Output the line containing "Would you please tag the person in", then every remaining line of the entries below, exactly as written and with no other text.

Referring expression pointing data
-- Opening Marker --

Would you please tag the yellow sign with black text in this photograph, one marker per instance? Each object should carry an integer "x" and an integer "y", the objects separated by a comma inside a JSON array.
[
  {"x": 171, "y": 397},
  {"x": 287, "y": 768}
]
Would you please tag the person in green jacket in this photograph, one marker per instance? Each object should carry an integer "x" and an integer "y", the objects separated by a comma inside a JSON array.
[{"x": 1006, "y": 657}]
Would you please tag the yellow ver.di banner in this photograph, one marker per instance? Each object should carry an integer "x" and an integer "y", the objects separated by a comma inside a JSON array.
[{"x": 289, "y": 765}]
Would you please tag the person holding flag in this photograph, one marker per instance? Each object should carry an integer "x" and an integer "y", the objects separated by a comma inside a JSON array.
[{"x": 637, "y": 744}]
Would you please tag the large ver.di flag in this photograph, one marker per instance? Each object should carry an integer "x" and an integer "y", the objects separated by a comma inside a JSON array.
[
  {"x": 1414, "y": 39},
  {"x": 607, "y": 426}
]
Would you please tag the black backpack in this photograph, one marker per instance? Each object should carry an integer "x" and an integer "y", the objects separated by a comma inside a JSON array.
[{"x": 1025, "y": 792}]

-- Closing Marker --

ANSWER TO THIS PROBLEM →
Would you please tag the person in green jacket in this photograph, one marker per instance? Each object should carry an integer "x" and an integer "y", the objects separated by a comma inside a JSON array.
[{"x": 1006, "y": 657}]
Would you please tag the yellow ver.di banner in this photograph, one marker per instance? Each object should carry an integer "x" and an integer "y", the objects separated by a comma inside a JSON array.
[{"x": 289, "y": 765}]
Would you please tag the person holding flag in this photograph, one marker per instance? Each object should carry an integer "x" and an integer "y", the objects separated by a comma inside a JSON array.
[{"x": 637, "y": 744}]
Would you please tag the large ver.di flag in this photograph, one marker per instance? Each object should carry an integer "x" and an integer "y", the objects separated by a comma inside a JSON array.
[
  {"x": 1414, "y": 39},
  {"x": 607, "y": 426}
]
Would you please tag the black backpack in this photograph, one marker per instance? Each object should carry an integer "x" and an integer "y", the objects separated by a comma inside a JSON array.
[{"x": 1025, "y": 792}]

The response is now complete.